Nov 24 2021 07:15 AM
Nov 24 2021 07:15 AM
Written by Sherry Wang, Senior Program Manager, Azure HPC and AI
Today, Microsoft announced the general availability of a brand-new virtual machine (VM) series in Azure, the NDm A100 v4 Series, featuring NVIDIA A100 Tensor Core 80 GB GPUs. This expands Azure leadership-class AI supercomputing scalability in the public cloud, building on our June general availability of the original ND A100 v4 instances, and adding another public cloud first with the Azure ND A100 v4 VMs claiming four official places in the TOP500 supercomputing list. This milestone is thanks to a class-leading design with NVIDIA Quantum InfiniBand networking, featuring In-Network Computing, 200 GB/s and GPUDirect RDMA for each GPU, and an all-new PCIe Gen 4.0-based architecture.
We live in the era of large-scale AI models, the demand for large scale computing keeps growing. The original ND A100 v4 series features NVIDIA A100 Tensor Core GPUs each equipped with 40 GB of HBM2 memory, which the new NDm A100 v4 series doubles to 80 GB, along with a 30 percent increase in GPU memory bandwidth for today’s most data-intensive workloads. RAM available to the virtual machine has also increased to 1,900 GB per VM- to allow customers with large datasets and models a proportional increase in memory capacity to support novel data management techniques, faster checkpointing, and more.

Data provided.
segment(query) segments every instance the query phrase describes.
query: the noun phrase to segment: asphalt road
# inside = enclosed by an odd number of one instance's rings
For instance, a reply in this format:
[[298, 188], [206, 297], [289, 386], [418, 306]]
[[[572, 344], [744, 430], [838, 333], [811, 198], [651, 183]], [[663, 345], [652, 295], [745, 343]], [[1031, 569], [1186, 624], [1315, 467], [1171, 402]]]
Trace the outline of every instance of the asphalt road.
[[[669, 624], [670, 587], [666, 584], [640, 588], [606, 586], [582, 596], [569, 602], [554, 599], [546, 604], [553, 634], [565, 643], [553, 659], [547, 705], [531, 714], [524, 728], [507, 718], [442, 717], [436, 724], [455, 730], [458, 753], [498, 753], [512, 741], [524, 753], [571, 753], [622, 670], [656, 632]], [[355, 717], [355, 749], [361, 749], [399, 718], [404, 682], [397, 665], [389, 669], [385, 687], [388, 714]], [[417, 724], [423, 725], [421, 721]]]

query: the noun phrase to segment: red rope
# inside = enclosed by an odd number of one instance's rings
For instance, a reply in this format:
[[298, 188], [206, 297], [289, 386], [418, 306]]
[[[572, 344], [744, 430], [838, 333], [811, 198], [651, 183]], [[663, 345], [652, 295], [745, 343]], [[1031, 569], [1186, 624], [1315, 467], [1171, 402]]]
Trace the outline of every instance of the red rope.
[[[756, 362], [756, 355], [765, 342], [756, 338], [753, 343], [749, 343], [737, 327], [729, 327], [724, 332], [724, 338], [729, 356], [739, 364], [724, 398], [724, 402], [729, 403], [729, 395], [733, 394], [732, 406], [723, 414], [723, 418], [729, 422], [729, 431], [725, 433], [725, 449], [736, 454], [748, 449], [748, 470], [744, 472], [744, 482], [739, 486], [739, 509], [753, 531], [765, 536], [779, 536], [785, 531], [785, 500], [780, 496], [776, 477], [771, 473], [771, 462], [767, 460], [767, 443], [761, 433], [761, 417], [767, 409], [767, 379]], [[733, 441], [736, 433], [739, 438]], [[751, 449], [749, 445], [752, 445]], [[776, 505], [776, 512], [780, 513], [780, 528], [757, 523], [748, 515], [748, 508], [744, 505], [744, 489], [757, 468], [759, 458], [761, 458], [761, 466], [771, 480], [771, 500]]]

Tasks and exercises.
A: From the Azure NDm A100 v4 announcement, list each element of the "class-leading design" that the announcement credits for the TOP500 milestone.
B: In the Azure NDm A100 v4 announcement, how much RAM is available to each virtual machine?
C: Resume the Azure NDm A100 v4 announcement from the point where it stops.

Numbered responses.
A:
NVIDIA Quantum InfiniBand networking
In-Network Computing
200 GB/s and GPUDirect RDMA for each GPU
An all-new PCIe Gen 4.0-based architecture

B: 1,900 GB per VM.

C:
The high-memory NDm A100 v4 series brings AI-Supercomputer power to the masses by creating opportunities for all businesses to use it as a competitive advantage. Cutting-edge AI customers are using both 40 GB ND A100 v4 VMs and 80 GB NDm A100 v4 VMs at scale for large-scale production AI and machine learning workloads, and seeing impressive performance and scalability, including OpenAI for research and products, Meta for their leading AI research, Nuance for their comprehensive AI-powered voice-enabled solution, numerous Microsoft internal teams for large scale cognitive science model training, and many more.